▶ _Source_
SDMOM_120711_109.JPG: People of Corn:
A central theme in all mythology, religion, and art of the Maya is the role of the Maize God, supreme overseer of other ancient gods in creating the Cosmos and fashioning mankind from maize dough in the Fourth Cycle of time.
Corn was the agricultural foundation for Maya culture. Originally it was cultivated with slash-and-burn agricultural methods still practiced today in the Maya area. A fire-hardened pointed stick was used for planting between stones and stumps on the uneven ground surface. The Maya had no beasts of burden and did not use the plow.
Other staple agricultural food items were squash, beans, and chili peppers. Concentrations of breadnut trees, which produce small nuts that can be ground into flour, are found around lowland archeological sites today. The ancient Maya cultivated them near habitations as a year-round food source.
The turkey and the dog were domesticated sources of meat. Hunting and fishing were major supplements to the Maya diet.
As Maya civilization flourished in the Classic Period, population in the city centers swelled beyond the ability of slash-and-burn agriculture to support it. Large-scale intensive agricultural techniques were developed in swamp lands and river margins. The mud of swamps was excavated to create a system of raised fields and canals. In this system, fields were adjacent to steady water supplies and the canals became the home for fish, which were sustained by water lilies and other evaporation-retarding plants. Bottom mud became loaded with nutrients from fish excretions, thus providing agricultural fertilizer. This system produced three crops a year.

▶ _Data section_

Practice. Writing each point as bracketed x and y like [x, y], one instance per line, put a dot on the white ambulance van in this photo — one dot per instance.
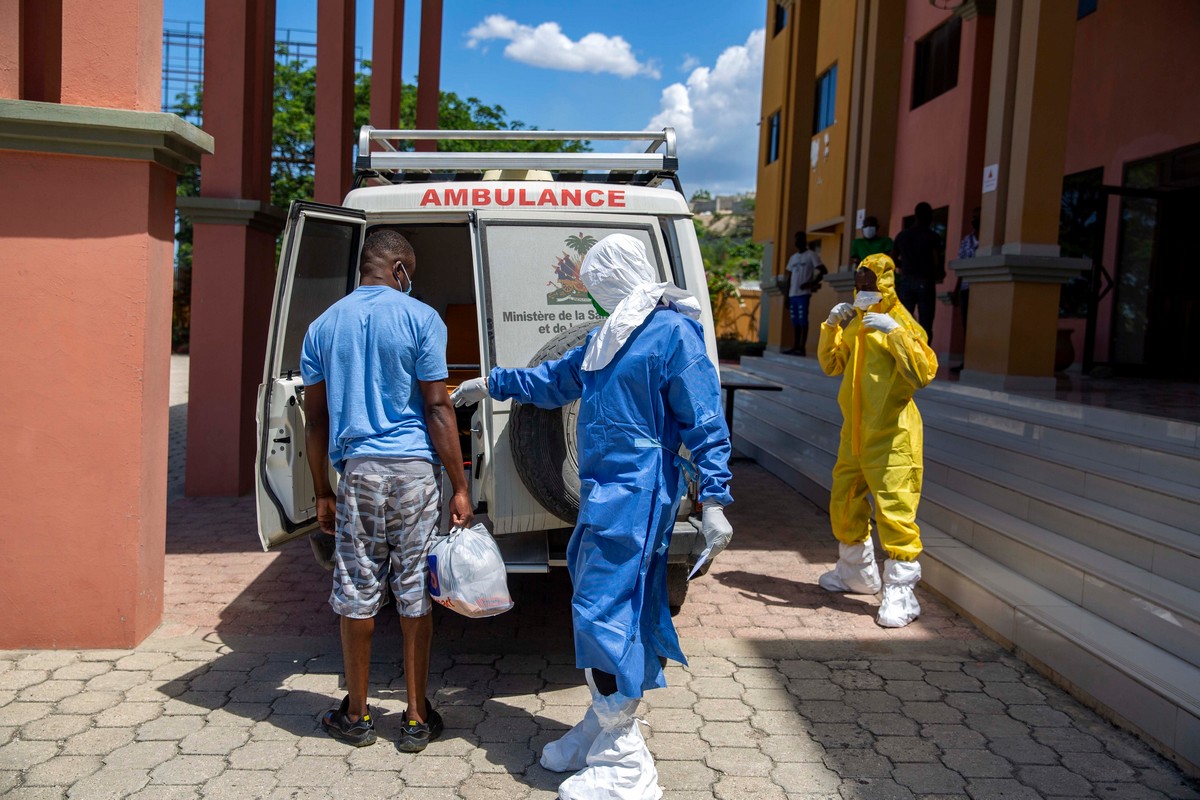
[499, 238]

▶ _Stated task_
Please state how many crops a year the raised-field system produced, according to the passage on Maya agriculture above.

▶ _Full solution_
Three crops a year.